ARBEITSAUFTRAG A: Übertragen Sie den Teil der Datensätze, der mit deren erster Zeile beginnt und mit der Zeile endet, die „[122,113,522,417]“ enthält, in eine JSON-Liste von Zeichenketten mit je einem Eintrag pro Zeile. Beide Grenzzeilen gehören dazu, Leerzeilen entfallen.

SEITENAUSZUG:

◆ ◆ ◆

Schriesheim im Bild 2023

12.12.2008

„Wir bauen an Schriesheims Zukunft"

Schriesheim. Die Stadt verändert ihr Gesicht. In diesem Jahr begannen zahlreiche Bauprojekte, die Schriesheim für Generationen prägen werden. Äußere Zeichen eines auch sonst ereignisreichen Jahres, das am Mittwoch mit der letzten Sitzung des Gemeinderats seinen kommunalpolitischen Abschluss fand – mal abgesehen von der Weihnachtsfeier der Stadträte am heutigen Freitag in der "Pfalz". Im RNZ-Jahresgespräch mit Redakteur Carsten Blaue zieht Bürgermeister Hansjörg Höfer Bilanz.

Herr Höfer, haben Sie dieses Jahr erreicht, was Sie wollten?

Ich blicke auf dieses arbeitsreiche Jahr zufrieden zurück. Wir haben viel gemacht. "Wir" sage ich ausdrücklich, denn letztlich gibt der Bürgermeister nur die Richtung vor. Die Entscheidungen trifft aber der Gemeinderat, und die Verwaltungsmitarbeiter setzen sie um.

◆ ◆ ◆

EINGABEDATEN:
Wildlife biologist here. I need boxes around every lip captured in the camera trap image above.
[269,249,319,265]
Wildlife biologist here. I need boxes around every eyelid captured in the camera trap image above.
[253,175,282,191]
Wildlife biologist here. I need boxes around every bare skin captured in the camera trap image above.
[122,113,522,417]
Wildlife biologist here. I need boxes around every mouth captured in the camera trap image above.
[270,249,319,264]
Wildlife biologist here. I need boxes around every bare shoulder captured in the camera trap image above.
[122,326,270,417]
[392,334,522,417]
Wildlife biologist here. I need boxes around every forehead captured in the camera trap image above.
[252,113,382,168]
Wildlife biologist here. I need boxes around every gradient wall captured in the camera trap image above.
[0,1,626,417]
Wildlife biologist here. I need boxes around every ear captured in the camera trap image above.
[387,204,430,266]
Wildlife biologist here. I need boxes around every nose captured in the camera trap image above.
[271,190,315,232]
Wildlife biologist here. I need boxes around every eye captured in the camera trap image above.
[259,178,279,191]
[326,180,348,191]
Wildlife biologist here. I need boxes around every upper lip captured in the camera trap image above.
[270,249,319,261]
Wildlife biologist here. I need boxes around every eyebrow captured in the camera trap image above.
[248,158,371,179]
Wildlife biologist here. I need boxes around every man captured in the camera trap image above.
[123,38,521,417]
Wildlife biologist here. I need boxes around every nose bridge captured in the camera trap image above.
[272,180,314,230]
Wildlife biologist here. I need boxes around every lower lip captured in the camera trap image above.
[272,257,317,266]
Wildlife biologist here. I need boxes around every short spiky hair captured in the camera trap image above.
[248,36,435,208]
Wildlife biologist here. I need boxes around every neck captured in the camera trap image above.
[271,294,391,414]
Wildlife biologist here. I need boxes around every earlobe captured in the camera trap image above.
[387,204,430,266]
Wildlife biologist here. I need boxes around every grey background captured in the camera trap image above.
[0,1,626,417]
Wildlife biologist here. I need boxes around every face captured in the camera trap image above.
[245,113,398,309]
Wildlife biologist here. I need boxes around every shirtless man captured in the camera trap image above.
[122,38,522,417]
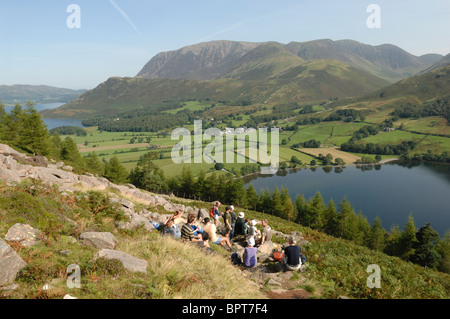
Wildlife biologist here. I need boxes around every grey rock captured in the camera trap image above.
[80,232,117,249]
[5,223,42,247]
[94,249,148,273]
[0,238,27,287]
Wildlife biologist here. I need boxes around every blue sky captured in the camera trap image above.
[0,0,450,89]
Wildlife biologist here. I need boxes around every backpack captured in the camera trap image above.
[230,212,237,224]
[300,254,306,265]
[231,253,242,265]
[273,250,284,261]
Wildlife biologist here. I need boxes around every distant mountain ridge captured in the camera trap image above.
[0,84,86,104]
[137,39,442,83]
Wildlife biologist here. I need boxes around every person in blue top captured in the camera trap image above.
[242,237,258,268]
[283,237,302,271]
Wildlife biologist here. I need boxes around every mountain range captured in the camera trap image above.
[0,85,86,105]
[137,39,442,82]
[44,40,448,119]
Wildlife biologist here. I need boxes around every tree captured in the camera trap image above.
[50,132,63,161]
[410,223,442,268]
[2,104,24,145]
[280,187,295,221]
[105,156,129,184]
[130,152,167,192]
[436,231,450,274]
[337,198,358,240]
[294,194,306,224]
[194,170,207,199]
[19,102,50,156]
[60,137,81,165]
[304,192,325,229]
[247,184,259,210]
[323,199,339,236]
[368,216,386,251]
[258,188,272,214]
[86,152,105,176]
[270,187,283,217]
[334,157,345,166]
[180,166,194,197]
[396,215,417,260]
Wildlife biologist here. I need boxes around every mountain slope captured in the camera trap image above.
[138,39,442,83]
[421,54,450,73]
[221,42,305,80]
[41,61,388,119]
[286,39,442,82]
[0,85,85,104]
[137,41,259,80]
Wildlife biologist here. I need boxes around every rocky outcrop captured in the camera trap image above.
[5,223,43,248]
[80,232,117,249]
[0,238,27,287]
[94,249,148,273]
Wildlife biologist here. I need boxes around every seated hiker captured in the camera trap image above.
[248,219,261,240]
[203,217,231,250]
[222,206,233,240]
[230,205,237,241]
[283,237,302,271]
[191,221,204,236]
[234,212,247,236]
[242,237,258,268]
[256,219,272,245]
[209,201,222,225]
[196,232,216,254]
[173,210,186,225]
[163,216,181,238]
[181,214,202,242]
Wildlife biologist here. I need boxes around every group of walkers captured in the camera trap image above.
[150,201,305,271]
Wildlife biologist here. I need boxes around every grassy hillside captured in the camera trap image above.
[0,182,450,299]
[0,85,85,105]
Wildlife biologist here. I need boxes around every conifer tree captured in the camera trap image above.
[410,223,442,268]
[194,170,207,199]
[86,152,105,176]
[19,102,50,156]
[396,215,417,260]
[280,187,295,221]
[323,199,339,236]
[104,156,129,184]
[368,216,387,251]
[247,184,259,210]
[258,188,272,214]
[270,187,283,217]
[60,137,81,166]
[304,192,325,229]
[295,194,306,224]
[3,104,24,145]
[337,198,358,240]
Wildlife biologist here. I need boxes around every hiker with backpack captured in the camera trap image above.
[229,205,237,241]
[181,214,202,242]
[233,212,247,237]
[283,236,306,271]
[203,217,231,250]
[231,237,258,268]
[209,201,222,226]
[222,206,233,241]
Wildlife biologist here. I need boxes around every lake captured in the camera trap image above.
[5,103,84,130]
[245,162,450,236]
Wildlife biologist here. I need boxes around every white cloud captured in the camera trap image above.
[109,0,142,35]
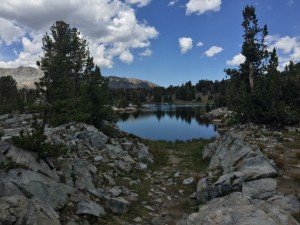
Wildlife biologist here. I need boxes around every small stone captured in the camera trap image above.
[137,162,148,170]
[77,200,106,217]
[94,156,103,162]
[182,177,194,185]
[133,216,143,223]
[190,192,197,199]
[145,205,155,212]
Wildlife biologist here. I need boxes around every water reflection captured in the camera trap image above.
[117,105,218,141]
[120,105,211,127]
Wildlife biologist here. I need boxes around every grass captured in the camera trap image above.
[146,139,210,172]
[98,139,210,225]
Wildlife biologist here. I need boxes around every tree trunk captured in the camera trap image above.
[249,62,254,94]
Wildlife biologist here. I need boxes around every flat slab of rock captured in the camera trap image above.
[77,200,106,217]
[0,141,59,181]
[105,197,129,214]
[242,178,277,199]
[0,195,60,225]
[177,192,299,225]
[0,169,74,210]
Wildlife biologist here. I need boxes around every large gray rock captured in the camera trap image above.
[0,195,60,225]
[105,197,129,214]
[60,158,97,190]
[209,133,278,181]
[177,192,299,225]
[77,200,106,217]
[0,169,74,210]
[196,177,208,204]
[72,159,97,190]
[138,144,153,163]
[242,178,277,199]
[0,141,59,181]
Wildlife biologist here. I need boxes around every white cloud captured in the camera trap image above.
[0,18,25,45]
[0,0,158,68]
[168,0,178,6]
[186,0,222,15]
[204,46,224,57]
[266,35,300,70]
[178,37,193,54]
[126,0,151,7]
[226,53,246,66]
[140,48,152,56]
[119,50,133,64]
[288,0,294,6]
[197,41,204,47]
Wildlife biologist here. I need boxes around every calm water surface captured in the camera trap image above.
[117,105,218,141]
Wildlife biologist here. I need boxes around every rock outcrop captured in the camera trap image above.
[0,114,153,225]
[0,66,159,89]
[177,131,300,225]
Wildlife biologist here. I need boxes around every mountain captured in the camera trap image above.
[107,76,159,89]
[0,66,158,89]
[0,66,44,88]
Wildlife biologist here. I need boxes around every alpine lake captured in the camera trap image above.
[117,104,218,142]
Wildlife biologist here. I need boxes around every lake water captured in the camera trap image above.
[117,105,218,141]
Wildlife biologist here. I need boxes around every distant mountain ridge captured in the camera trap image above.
[0,66,159,89]
[0,66,44,88]
[107,76,159,89]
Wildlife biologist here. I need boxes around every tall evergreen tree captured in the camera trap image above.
[37,21,113,125]
[225,6,300,124]
[241,6,268,93]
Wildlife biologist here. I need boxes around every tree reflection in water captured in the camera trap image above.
[120,105,211,127]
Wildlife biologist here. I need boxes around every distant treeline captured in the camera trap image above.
[111,80,227,107]
[0,6,300,126]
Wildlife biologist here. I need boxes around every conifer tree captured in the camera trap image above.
[37,21,111,125]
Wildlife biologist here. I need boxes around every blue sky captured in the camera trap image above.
[0,0,300,87]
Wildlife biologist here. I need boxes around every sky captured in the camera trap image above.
[0,0,300,87]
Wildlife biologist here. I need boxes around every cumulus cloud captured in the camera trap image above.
[266,35,300,70]
[126,0,151,7]
[168,0,178,6]
[226,53,246,66]
[178,37,193,54]
[0,18,25,45]
[140,48,152,56]
[0,0,158,68]
[204,46,224,57]
[197,41,204,47]
[186,0,222,15]
[288,0,294,6]
[119,51,133,64]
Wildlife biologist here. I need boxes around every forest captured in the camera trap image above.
[0,6,300,126]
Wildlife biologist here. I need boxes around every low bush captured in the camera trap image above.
[13,121,66,159]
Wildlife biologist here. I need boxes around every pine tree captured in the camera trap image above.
[241,6,268,93]
[37,21,111,125]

◆ ◆ ◆

ARBEITSAUFTRAG B: Geben Sie aus dem Interview zur Jahresbilanz den Abschnitt wortgetreu wieder, der mit den Worten „Schriesheim. Die Stadt“ beginnt und mit den Worten „was Sie wollten?“ endet.

FERTIGE ANTWORT A:
[
  "Wildlife biologist here. I need boxes around every lip captured in the camera trap image above.",
  "[269,249,319,265]",
  "Wildlife biologist here. I need boxes around every eyelid captured in the camera trap image above.",
  "[253,175,282,191]",
  "Wildlife biologist here. I need boxes around every bare skin captured in the camera trap image above.",
  "[122,113,522,417]"
]

FERTIGE ANTWORT B:
Schriesheim. Die Stadt verändert ihr Gesicht. In diesem Jahr begannen zahlreiche Bauprojekte, die Schriesheim für Generationen prägen werden. Äußere Zeichen eines auch sonst ereignisreichen Jahres, das am Mittwoch mit der letzten Sitzung des Gemeinderats seinen kommunalpolitischen Abschluss fand – mal abgesehen von der Weihnachtsfeier der Stadträte am heutigen Freitag in der "Pfalz". Im RNZ-Jahresgespräch mit Redakteur Carsten Blaue zieht Bürgermeister Hansjörg Höfer Bilanz.

Herr Höfer, haben Sie dieses Jahr erreicht, was Sie wollten?